Exercise:
Shift every point coordinate in the answers by adding 30 to each of its numbers, and reproduce all lines of the data below, requests included.

Records
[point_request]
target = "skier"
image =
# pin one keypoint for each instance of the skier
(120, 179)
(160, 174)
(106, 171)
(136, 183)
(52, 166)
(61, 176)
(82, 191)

The result:
[point_request]
target = "skier"
image =
# pin one keypoint for each instance of the skier
(150, 209)
(190, 204)
(136, 201)
(166, 213)
(82, 196)
(91, 206)
(112, 221)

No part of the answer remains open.